PASSAGE SHOWN:
________________________________________

In regions with heavy clay soil, deep rooted native plants break-up the soil better than typical varieties of lawn grass, thus improving clay soil’s permeability. However, busting through layers of clay takes time so expect clay based rain gardens to take several years to fully develop.
- Unless there is purist concern for use of actual native plant species, rain garden landscapes can be enhanced by the use of varietals of native species.
These ornamental forms of native plants usually possess different flower or leaf color, shape or size; however, most varietals continue to be adaptable to rain garden conditions. Many plant nurseries will have a supply of these types of plants.
- Make certain that chosen plants are compatible with the climate where the garden is to be developed.
Most plant nursery stock will include a label with USDA plant hardiness zone information for that particular species.
Another good reference for determining the hardiness zone of a particular plant species is ‘The American Horticultural Society A-Z Encyclopedia of Garden Plants’. 2004. By H. Marc Cathy and Christopher Brickell; D K Publishing Inc, NY, New York.
Details determining the hardiness zone of the area where the rain garden is to be installed can be found at: USDA Plant Hardiness Zone Map or GrowIt.com (clearer state maps provided).

________________________________________

Which named references or websites does the rain garden passage give for finding hardiness zone information?

________________________________________

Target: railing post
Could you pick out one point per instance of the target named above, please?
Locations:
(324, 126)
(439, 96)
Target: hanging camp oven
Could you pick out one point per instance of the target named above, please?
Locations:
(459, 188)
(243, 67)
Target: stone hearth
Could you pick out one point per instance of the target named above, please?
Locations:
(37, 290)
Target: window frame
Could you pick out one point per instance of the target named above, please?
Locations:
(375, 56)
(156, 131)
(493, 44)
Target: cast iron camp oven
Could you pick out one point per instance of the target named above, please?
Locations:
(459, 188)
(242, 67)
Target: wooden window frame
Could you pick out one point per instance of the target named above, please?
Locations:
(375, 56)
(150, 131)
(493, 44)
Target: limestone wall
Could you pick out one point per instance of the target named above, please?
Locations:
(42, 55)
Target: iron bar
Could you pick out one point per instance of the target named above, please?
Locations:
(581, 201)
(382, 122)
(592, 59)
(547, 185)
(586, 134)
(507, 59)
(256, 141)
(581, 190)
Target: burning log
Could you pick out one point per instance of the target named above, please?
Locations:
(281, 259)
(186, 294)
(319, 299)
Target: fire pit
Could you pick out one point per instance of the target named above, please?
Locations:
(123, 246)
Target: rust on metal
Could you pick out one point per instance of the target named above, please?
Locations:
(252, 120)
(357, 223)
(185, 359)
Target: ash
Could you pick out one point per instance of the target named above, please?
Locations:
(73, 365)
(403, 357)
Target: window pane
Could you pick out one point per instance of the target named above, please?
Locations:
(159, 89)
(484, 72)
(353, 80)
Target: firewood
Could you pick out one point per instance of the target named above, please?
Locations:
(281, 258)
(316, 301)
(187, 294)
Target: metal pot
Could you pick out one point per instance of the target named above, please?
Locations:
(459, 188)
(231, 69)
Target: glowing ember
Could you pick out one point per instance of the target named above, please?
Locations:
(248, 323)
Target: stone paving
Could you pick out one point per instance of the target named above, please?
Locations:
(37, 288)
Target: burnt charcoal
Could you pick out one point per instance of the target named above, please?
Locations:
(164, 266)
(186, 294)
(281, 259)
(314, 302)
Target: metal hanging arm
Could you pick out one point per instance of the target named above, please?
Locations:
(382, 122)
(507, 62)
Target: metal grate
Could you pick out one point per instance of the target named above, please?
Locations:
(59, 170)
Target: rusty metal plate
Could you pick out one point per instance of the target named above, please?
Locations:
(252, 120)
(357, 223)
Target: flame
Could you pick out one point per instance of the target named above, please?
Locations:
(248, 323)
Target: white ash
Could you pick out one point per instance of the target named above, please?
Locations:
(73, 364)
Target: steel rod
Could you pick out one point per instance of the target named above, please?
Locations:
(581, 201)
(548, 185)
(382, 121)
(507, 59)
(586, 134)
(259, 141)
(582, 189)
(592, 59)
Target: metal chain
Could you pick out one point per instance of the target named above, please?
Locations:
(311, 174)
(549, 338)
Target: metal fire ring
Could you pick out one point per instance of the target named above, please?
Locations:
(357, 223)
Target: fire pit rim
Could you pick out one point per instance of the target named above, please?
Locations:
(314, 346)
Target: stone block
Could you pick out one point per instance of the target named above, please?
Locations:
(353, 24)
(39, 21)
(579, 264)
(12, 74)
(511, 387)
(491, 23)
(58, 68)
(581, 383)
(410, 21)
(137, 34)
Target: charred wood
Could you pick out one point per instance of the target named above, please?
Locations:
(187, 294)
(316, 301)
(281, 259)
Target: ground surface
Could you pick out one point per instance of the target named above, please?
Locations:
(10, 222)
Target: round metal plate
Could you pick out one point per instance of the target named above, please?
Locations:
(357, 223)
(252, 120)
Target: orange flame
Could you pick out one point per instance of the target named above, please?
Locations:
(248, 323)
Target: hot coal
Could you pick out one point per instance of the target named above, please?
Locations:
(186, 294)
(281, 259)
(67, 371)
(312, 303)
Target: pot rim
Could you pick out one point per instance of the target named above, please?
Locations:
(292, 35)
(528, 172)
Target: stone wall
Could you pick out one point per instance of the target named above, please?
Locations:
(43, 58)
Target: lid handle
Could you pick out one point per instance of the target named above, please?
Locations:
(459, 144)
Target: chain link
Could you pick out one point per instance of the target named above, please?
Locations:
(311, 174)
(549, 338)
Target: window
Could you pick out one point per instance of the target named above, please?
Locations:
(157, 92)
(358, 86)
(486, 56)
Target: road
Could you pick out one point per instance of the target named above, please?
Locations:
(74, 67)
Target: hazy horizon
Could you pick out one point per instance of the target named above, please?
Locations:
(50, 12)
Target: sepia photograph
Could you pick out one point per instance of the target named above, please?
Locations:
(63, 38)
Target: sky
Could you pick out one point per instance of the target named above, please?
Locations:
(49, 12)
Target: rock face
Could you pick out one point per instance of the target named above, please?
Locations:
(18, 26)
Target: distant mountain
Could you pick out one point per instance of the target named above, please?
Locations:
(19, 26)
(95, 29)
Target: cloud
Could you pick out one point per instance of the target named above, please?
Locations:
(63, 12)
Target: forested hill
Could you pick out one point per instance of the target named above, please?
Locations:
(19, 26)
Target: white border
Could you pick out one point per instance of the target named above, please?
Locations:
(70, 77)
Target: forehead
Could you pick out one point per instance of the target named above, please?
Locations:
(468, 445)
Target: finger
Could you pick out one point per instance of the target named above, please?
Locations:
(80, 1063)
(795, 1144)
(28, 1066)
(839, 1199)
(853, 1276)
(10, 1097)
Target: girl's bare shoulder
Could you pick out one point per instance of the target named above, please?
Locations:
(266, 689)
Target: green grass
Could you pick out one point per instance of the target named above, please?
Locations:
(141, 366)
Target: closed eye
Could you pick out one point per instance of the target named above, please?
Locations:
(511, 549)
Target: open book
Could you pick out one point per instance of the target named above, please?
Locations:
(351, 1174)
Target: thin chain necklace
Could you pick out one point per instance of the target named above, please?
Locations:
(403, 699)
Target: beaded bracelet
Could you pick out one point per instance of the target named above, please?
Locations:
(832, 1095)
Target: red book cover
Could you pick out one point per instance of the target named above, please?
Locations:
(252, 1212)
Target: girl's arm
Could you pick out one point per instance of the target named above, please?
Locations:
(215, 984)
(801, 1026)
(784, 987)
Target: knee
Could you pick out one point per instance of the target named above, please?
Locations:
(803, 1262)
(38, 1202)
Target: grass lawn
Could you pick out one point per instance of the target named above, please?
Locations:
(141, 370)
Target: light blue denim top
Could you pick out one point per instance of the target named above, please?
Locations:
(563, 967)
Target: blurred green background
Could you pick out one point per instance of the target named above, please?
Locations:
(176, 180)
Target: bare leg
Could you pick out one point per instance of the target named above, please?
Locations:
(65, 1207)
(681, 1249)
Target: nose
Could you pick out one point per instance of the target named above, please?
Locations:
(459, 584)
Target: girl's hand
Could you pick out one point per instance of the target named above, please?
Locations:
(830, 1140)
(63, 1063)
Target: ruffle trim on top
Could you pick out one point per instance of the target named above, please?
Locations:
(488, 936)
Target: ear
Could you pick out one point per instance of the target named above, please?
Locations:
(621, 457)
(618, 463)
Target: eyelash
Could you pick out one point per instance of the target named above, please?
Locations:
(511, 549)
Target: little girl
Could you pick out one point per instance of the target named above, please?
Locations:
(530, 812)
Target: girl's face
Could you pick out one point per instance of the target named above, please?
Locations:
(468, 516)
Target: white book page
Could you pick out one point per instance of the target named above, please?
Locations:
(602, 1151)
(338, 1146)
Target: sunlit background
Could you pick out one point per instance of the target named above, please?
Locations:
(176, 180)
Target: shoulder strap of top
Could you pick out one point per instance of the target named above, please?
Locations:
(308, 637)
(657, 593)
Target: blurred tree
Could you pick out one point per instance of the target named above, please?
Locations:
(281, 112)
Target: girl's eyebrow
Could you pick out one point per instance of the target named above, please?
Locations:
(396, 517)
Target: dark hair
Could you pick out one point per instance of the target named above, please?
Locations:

________________________________________

SOLUTION FOR THIS PROBLEM:
- 'The American Horticultural Society A-Z Encyclopedia of Garden Plants'
- USDA Plant Hardiness Zone Map
- GrowIt.com